■ TEXT PASSAGE:
==================================================

Public Health Reports 24 New Deaths and 1,233 New Confirmed Cases of COVID-19 in Los Angeles County
LOS ANGELES:- The Los Angeles County Department of Public Health (Public Health) has confirmed 24 new deaths and 1,233 new cases of COVID-19. To date, Public Health identified 286,183 positive cases of COVID-19 across all areas of L.A. County and a total of 6,834 deaths.
There are 723 people with confirmed cases of COVID-19 currently hospitalized and 27% of these people in the ICU. Testing results are available for more than 2,866,000 individuals with 9% of all people testing positive.
Public Health continues to survey skilled nursing facilities in the County for compliance with mandated COVID-19 testing and reporting of COVID-19 cases and outbreaks. All 341 skilled nursing facilities are conducting weekly testing of residents and staff. For the week of October 3 more than 43,000 COVID-19 tests were completed among staff and residents. That week, a total of 161 new cases of COVID-19 were reported among staff and residents; 71 new cases among residents and 90 new cases among staff. Of the 341 facilities, 233 facilities reported no positive cases.
This week, there are 57 new cases among people experiencing homelessness. This includes 31 cases from previous weeks that were newly identified and were included in the new case totals. To date, Public Health has identified 1,889 cases among people experiencing homelessness. There was one new death reported among people experiencing homelessness. To date, 45 people who were experiencing homelessness have passed away from COVID-19.
Flu can be very dangerous and can lead to serious complications and unfortunately, even death. People who are older and people who have underlying health conditions, including residents living in skilled nursing facilities and people experiencing homelessness, are at increased risk. Because influenza and COVID-19 have similar symptoms, testing is the only way to know the cause of illness. Protecting against influenza is important because immunizations and antiviral medications can be offered to prevent spread and mitigate the severity of illness.

==================================================

■ DATA EXCERPTS:
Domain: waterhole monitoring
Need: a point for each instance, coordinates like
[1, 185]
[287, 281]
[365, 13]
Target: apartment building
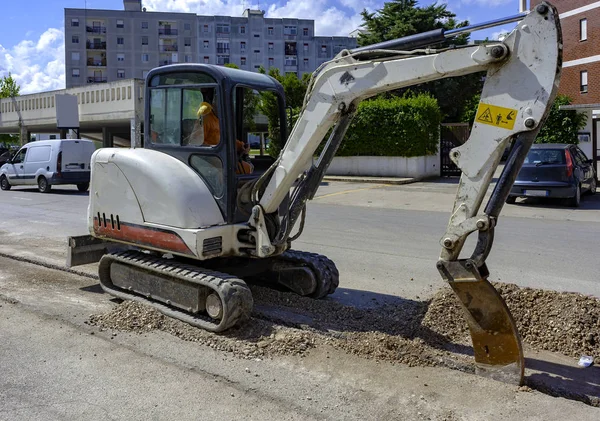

==================================================

■ WORK ORDER: Please state how many of the skilled nursing facilities reported no positive cases, according to the COVID-19 report.

■ WRITTEN ANSWER: 233 facilities reported no positive cases.